(INSTRUCTIONS FOR THE TASK) Rewrite all the records below, putting "Instructions" wherever "Task briefing" appears and leaving every other word as it is.

(MATERIAL FOR THE TASK)
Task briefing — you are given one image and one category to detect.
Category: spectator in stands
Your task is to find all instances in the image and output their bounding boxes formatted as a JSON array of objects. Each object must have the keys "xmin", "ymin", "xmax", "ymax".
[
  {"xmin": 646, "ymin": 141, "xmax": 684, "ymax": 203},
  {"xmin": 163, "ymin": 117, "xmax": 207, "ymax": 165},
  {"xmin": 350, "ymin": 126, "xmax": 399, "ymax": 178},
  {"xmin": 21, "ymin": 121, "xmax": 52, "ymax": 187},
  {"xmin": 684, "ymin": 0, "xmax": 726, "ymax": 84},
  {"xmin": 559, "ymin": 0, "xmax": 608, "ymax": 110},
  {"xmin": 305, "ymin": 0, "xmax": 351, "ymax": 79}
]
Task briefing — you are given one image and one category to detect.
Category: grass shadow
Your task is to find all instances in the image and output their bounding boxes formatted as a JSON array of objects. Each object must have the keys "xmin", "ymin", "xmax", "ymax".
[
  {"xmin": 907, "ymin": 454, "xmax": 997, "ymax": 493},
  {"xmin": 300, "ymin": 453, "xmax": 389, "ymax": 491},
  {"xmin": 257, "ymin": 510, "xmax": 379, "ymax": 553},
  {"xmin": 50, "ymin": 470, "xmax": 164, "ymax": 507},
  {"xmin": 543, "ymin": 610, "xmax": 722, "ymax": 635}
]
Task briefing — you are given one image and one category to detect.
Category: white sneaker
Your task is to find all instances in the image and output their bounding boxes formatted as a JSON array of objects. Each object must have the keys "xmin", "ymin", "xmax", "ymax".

(EXERCISE SOLUTION)
Instructions — you are given one image and one category to detect.
Category: spectator in stands
Your task is to find all instances in the image and output their bounding boxes formatted as a JSON array of objects. Each object must have the keys "xmin", "ymin", "xmax", "ymax".
[
  {"xmin": 646, "ymin": 141, "xmax": 684, "ymax": 203},
  {"xmin": 163, "ymin": 117, "xmax": 207, "ymax": 165},
  {"xmin": 350, "ymin": 126, "xmax": 399, "ymax": 178},
  {"xmin": 21, "ymin": 121, "xmax": 52, "ymax": 187},
  {"xmin": 684, "ymin": 0, "xmax": 726, "ymax": 84},
  {"xmin": 559, "ymin": 0, "xmax": 608, "ymax": 110},
  {"xmin": 305, "ymin": 0, "xmax": 351, "ymax": 79}
]
Instructions — you are given one image and one category to detect.
Category: grass shadow
Your task is to find all instances in the image and output their bounding boxes formatted as a JSON array of objects. Each object must have the keys "xmin", "ymin", "xmax", "ymax".
[
  {"xmin": 907, "ymin": 454, "xmax": 997, "ymax": 493},
  {"xmin": 300, "ymin": 453, "xmax": 389, "ymax": 491},
  {"xmin": 257, "ymin": 510, "xmax": 379, "ymax": 553},
  {"xmin": 50, "ymin": 470, "xmax": 164, "ymax": 507},
  {"xmin": 543, "ymin": 610, "xmax": 722, "ymax": 635}
]
Instructions — you are given one image and one category to detect.
Category: white sneaker
Your task is to find all instances in the image and output their bounding boxes formatted as a JSON array of objects. Each object must have the keys "xmin", "ymin", "xmax", "ymax".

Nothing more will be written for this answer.